Reproduce every one of the rows below, substituting "a single point" for each occurrence of "one dot" and keeping everything else unchanged. Leave out the pictures.
— START OF Given information —
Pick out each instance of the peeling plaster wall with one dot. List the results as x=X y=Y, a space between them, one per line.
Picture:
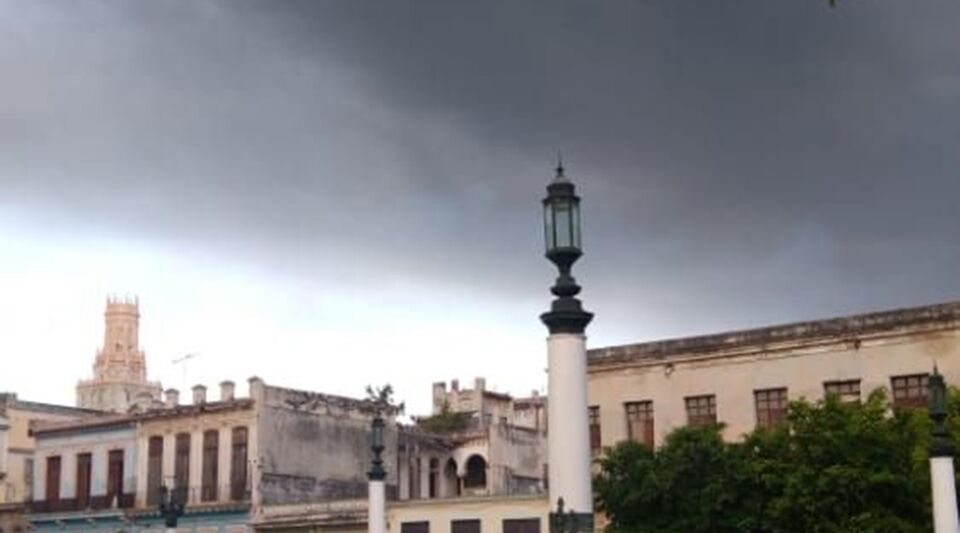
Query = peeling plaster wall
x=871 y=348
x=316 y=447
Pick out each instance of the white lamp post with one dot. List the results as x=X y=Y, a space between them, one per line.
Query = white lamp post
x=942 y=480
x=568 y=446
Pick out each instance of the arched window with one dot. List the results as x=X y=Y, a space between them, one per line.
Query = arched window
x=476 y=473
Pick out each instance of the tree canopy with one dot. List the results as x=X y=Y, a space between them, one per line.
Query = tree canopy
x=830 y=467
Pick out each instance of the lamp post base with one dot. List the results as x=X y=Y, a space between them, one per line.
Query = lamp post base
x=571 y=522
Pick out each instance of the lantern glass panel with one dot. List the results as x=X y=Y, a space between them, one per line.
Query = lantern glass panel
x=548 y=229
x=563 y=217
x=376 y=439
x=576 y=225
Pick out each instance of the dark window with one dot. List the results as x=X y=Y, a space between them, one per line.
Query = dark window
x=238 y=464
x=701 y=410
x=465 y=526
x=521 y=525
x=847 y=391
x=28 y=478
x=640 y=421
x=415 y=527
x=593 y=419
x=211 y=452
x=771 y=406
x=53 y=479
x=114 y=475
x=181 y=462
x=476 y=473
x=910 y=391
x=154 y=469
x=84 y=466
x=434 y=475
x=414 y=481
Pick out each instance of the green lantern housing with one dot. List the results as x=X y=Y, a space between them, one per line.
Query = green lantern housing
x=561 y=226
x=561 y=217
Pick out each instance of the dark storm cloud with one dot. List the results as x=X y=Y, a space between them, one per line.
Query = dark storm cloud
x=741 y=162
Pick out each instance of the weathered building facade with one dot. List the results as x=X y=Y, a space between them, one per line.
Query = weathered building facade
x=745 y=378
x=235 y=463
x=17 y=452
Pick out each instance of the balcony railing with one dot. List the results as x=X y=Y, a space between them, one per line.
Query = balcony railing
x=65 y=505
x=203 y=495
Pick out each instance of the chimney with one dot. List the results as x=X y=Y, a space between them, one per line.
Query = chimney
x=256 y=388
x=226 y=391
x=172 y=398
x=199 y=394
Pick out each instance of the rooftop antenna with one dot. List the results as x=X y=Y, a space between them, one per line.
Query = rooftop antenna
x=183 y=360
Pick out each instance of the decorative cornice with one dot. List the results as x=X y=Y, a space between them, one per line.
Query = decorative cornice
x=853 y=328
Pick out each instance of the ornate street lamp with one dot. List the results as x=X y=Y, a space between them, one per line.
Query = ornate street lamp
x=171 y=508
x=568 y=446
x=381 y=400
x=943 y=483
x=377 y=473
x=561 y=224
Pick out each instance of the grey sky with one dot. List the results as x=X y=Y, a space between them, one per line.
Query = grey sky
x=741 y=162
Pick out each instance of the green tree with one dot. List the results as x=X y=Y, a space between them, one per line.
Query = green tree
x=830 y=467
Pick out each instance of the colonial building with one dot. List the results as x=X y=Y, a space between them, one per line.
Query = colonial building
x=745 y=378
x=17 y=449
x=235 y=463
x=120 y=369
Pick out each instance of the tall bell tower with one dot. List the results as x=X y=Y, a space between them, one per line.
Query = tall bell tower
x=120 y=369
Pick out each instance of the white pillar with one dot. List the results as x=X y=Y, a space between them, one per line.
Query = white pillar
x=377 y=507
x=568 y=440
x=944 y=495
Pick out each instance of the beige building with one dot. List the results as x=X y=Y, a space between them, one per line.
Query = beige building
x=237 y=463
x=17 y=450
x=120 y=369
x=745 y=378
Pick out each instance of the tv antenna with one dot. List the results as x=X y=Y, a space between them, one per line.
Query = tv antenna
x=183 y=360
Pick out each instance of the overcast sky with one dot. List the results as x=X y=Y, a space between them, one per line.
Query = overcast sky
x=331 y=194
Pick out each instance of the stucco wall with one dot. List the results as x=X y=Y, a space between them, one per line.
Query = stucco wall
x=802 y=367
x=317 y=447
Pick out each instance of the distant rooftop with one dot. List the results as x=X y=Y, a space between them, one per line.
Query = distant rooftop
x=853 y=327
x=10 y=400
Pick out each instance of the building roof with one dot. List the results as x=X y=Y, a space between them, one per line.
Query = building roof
— END OF Given information —
— Result of the task —
Pick out each instance of the peeling plaster wall with a single point. List the results as x=X y=Y, a space between them, one per line.
Picture:
Query = peeling plaster wall
x=871 y=348
x=316 y=447
Pick out each instance of the white lamp post with a single point. List the results as x=X y=Y, a space between them, one per line.
Query = white lamp post
x=942 y=480
x=568 y=446
Pick out each instance of the arched window with a single point. List the results as x=X y=Y, a space between them, one per line.
Query = arched window
x=476 y=473
Pick out each instance of the tree canopy with a single point. List the results as x=X y=Y, a space between them, one per line.
Query = tree canopy
x=830 y=467
Pick out each instance of the lamp post base with a single point. List the results as x=X y=Y, a space between them, one per line.
Query = lamp post base
x=571 y=522
Pick out each instance of the lantern glass panel with a single point. List the results as x=X y=Y, a space between them, one per line.
Query = lantern glass panel
x=548 y=229
x=563 y=217
x=376 y=439
x=576 y=225
Pick out each instance of the dark window with a single point. List the results as x=X y=Y, a space between them, one per line.
Query = dark window
x=238 y=464
x=701 y=410
x=465 y=526
x=521 y=525
x=847 y=391
x=28 y=478
x=640 y=421
x=415 y=527
x=593 y=419
x=211 y=452
x=771 y=406
x=53 y=479
x=114 y=475
x=181 y=462
x=476 y=473
x=910 y=391
x=154 y=469
x=84 y=466
x=434 y=475
x=414 y=481
Pick out each instance of the green lantern housing with a single point. List the results as x=X y=Y, a space between them, one per line.
Query = green lantern housing
x=561 y=226
x=561 y=217
Pick out each instance of the dark storm cloud with a single point. List the results as x=X y=Y, a space between them, one per line.
Query = dark storm cloud
x=741 y=162
Pick out each instance of the weathered building facade with a single point. List the results as x=X y=Y, a space between them, one per line.
Query = weathered building facade
x=745 y=378
x=235 y=463
x=17 y=452
Pick out each instance of the balcony railing with a single point. List the results as x=X y=Y, a space between them, one per line.
Query = balcony railing
x=65 y=505
x=203 y=495
Pick out each instance of the chimney with a single point. List the results as x=X y=Y, a space between them, one per line.
Query = chimney
x=256 y=388
x=226 y=391
x=172 y=398
x=199 y=394
Pick out each instance of the rooftop antenna with a single point. List the results as x=X y=Y, a space between them, one per line.
Query = rooftop antenna
x=183 y=360
Pick out each instance of the decorative cornice with a single point. List the results as x=X y=Y, a space between them, one per line.
Query = decorative cornice
x=853 y=328
Pick out each instance of the ornate street lamp with a single point. List the results as x=X y=Y, a space between them, one per line.
Query = ornate street lamp
x=171 y=508
x=568 y=446
x=381 y=400
x=943 y=483
x=377 y=473
x=561 y=224
Pick out each instance of the grey sky with a single point. List the results as x=X y=Y, a space between them, one per line.
Query = grey sky
x=741 y=162
Pick out each instance of the green tree with a single point. List the results as x=X y=Y, a space between them, one per line.
Query = green tree
x=830 y=467
Pick out each instance of the colonial building with a single point. List the results as x=X y=Y, a space between them, one per line.
Query = colonial building
x=745 y=378
x=17 y=449
x=235 y=463
x=120 y=369
Pick out each instance of the tall bell tower with a single point. List the results as x=X y=Y, a space between them, one per line.
Query = tall bell tower
x=120 y=369
Pick out each instance of the white pillar with a single point. List the results as x=X y=Y, a space between them, one per line.
Query = white pillar
x=377 y=507
x=568 y=440
x=944 y=495
Pick out each instance of the beige building with a single point. List the results as x=X y=Y, a space between them, one per line.
Query = beige building
x=237 y=463
x=17 y=450
x=120 y=369
x=745 y=378
Pick out each instance of the tv antenna with a single point. List the results as x=X y=Y, a space between them, one per line.
Query = tv antenna
x=183 y=360
Pick out each instance of the overcast sky with a single point. List the results as x=X y=Y, a space between them, one per line.
Query = overcast sky
x=331 y=194
Pick out each instance of the stucco wall with a single point. List the results as x=X y=Y, a space between them, one per line.
Query = stucco wall
x=802 y=367
x=317 y=447
Pick out each instance of the distant rooftop with a single point. List the results as x=X y=Y, a space between them, one per line.
Query = distant rooftop
x=853 y=327
x=10 y=400
Pick out each instance of the building roof with a single point. List the results as x=X y=Y, a space between them, one per line.
Query = building roof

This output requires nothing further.